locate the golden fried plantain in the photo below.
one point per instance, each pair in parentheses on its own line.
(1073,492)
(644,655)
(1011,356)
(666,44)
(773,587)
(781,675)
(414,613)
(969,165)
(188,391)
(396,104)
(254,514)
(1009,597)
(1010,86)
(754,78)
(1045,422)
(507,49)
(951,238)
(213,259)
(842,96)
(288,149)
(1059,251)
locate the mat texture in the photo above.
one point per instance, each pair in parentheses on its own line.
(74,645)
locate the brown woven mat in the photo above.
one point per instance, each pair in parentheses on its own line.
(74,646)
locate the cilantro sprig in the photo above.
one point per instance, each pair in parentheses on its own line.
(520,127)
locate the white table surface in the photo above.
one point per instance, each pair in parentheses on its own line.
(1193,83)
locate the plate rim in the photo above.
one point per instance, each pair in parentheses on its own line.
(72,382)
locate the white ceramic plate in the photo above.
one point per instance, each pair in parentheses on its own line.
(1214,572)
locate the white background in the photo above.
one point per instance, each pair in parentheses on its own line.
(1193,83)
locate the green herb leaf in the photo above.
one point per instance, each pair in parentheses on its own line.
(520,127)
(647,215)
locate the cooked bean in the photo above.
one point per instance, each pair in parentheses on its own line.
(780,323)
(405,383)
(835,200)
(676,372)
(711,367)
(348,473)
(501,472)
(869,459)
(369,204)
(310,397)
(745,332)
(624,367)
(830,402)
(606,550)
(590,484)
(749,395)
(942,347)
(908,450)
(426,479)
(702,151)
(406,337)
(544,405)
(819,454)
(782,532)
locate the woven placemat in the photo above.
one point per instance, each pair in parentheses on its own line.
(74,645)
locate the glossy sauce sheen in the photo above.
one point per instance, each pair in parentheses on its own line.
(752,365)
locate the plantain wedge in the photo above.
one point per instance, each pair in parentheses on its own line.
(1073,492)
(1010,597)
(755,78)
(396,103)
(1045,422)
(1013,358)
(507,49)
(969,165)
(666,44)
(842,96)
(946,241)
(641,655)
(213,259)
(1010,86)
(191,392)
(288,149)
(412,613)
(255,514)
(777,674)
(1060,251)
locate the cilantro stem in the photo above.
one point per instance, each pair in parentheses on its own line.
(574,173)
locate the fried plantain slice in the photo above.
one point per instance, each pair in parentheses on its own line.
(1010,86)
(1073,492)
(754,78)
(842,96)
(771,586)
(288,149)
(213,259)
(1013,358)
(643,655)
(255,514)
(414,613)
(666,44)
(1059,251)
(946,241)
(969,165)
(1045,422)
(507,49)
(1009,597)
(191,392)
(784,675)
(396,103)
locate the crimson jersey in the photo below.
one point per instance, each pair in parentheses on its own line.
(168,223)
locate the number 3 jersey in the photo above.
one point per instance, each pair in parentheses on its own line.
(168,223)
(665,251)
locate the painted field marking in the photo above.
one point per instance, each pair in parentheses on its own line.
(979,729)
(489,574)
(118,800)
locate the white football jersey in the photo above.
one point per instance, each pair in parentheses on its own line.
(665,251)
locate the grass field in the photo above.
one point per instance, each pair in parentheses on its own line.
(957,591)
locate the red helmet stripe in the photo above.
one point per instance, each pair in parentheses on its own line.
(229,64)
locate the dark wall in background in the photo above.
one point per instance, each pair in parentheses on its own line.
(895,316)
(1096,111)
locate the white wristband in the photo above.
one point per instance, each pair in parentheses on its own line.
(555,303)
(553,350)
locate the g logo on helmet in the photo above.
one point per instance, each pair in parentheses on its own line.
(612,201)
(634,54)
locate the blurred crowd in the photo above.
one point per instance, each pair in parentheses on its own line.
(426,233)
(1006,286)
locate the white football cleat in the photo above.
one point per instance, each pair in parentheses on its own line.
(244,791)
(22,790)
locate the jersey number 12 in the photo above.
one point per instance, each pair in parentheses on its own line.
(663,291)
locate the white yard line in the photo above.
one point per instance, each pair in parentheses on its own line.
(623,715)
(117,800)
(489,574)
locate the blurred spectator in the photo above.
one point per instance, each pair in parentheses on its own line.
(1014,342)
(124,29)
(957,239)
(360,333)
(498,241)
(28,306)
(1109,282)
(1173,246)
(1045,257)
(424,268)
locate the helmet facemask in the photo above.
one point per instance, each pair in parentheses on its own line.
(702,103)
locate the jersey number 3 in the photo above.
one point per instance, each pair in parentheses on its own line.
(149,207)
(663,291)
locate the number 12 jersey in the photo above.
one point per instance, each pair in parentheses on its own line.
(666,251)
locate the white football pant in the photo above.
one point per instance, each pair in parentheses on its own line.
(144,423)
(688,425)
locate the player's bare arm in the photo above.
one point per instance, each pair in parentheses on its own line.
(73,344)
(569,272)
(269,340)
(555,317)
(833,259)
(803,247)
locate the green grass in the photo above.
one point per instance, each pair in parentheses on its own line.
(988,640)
════════
Nothing but a number is needed: the count of lines above that contain "white".

8